Source data
------------------------------------

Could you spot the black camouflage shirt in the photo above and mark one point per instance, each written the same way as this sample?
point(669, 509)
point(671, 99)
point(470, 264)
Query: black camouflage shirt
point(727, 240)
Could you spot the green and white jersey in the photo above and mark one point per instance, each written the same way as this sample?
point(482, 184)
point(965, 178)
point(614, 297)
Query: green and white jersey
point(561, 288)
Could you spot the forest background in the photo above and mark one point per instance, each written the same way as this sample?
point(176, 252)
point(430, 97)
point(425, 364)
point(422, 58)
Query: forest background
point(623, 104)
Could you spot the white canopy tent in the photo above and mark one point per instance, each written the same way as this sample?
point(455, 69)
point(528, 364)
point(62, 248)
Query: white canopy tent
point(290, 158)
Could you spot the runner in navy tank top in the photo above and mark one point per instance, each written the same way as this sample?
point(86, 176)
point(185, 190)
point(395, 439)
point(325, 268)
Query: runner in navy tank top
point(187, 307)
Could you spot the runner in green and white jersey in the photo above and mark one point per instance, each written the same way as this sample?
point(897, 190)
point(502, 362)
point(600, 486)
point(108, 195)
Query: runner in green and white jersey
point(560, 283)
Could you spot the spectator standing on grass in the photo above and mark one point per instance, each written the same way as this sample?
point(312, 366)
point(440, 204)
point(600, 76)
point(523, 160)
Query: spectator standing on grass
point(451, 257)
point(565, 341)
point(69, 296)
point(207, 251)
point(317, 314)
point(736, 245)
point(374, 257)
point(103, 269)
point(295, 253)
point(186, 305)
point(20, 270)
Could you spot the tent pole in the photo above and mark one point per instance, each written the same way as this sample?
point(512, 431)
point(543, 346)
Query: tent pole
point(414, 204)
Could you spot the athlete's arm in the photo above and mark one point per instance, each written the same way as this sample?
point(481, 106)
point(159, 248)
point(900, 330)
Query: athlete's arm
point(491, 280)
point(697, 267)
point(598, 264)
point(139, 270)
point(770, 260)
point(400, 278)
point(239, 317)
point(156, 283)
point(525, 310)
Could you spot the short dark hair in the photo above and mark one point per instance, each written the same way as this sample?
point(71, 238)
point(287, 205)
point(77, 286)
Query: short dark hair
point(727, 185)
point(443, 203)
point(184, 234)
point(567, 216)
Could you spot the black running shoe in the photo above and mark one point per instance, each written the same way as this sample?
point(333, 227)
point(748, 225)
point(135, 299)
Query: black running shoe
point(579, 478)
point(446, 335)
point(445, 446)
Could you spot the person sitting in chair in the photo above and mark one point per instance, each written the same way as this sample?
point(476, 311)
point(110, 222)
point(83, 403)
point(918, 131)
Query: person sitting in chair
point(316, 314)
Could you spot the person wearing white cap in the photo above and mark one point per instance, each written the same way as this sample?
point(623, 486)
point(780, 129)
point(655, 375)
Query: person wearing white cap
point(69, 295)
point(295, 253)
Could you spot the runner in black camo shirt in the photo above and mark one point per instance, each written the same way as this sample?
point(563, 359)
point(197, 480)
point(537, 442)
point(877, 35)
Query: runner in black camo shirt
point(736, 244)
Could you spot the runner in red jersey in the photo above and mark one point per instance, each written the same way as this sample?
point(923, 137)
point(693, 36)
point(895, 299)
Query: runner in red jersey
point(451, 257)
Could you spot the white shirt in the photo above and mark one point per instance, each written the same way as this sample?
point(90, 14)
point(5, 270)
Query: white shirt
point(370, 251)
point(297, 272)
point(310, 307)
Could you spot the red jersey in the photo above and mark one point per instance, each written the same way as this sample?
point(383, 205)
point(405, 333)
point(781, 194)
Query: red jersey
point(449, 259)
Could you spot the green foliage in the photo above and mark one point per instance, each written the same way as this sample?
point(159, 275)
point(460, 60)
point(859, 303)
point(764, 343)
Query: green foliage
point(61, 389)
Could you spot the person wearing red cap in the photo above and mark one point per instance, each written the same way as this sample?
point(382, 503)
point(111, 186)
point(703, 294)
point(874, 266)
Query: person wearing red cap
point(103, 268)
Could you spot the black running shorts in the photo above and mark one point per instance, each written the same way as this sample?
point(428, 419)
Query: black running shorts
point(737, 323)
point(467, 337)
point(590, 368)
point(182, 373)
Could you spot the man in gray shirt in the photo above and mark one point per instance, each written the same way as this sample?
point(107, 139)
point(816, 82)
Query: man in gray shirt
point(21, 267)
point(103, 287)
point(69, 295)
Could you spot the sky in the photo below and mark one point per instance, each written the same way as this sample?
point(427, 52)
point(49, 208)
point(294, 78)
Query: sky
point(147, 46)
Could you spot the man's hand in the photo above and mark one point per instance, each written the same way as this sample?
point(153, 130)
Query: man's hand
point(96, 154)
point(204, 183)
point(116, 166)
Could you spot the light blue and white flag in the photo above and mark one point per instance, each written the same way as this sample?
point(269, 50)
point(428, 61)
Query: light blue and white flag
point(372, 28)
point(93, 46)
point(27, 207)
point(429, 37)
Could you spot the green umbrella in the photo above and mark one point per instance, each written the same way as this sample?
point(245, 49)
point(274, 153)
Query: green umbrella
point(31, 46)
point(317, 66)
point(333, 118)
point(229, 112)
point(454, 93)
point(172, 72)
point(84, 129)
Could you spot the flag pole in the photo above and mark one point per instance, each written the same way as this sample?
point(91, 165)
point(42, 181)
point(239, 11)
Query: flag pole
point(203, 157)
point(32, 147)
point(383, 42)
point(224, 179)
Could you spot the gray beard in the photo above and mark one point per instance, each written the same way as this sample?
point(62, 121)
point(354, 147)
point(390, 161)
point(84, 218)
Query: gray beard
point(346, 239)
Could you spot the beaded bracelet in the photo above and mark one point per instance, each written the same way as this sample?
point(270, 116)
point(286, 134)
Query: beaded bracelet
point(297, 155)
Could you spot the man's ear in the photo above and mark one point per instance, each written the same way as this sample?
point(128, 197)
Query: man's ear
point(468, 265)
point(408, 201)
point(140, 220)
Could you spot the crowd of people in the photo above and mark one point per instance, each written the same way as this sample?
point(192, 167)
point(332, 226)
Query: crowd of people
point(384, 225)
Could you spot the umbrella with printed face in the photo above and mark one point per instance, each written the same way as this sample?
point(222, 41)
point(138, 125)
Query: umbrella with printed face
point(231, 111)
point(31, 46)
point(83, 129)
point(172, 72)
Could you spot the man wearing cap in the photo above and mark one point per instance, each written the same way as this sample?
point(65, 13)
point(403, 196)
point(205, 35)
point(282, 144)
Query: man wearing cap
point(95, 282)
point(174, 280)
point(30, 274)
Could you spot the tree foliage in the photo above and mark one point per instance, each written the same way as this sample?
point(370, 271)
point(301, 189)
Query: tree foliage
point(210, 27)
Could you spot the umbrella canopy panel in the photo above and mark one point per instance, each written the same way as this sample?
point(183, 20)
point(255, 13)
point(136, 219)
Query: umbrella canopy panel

------------------------------------

> [Instructions to follow]:
All lines in the records above that contain "panel" are to be reported.

> [Response to this task]:
Could you spot the umbrella canopy panel in the photo above and mark one point per instance, each written the same way as this sample?
Query: umbrella canopy panel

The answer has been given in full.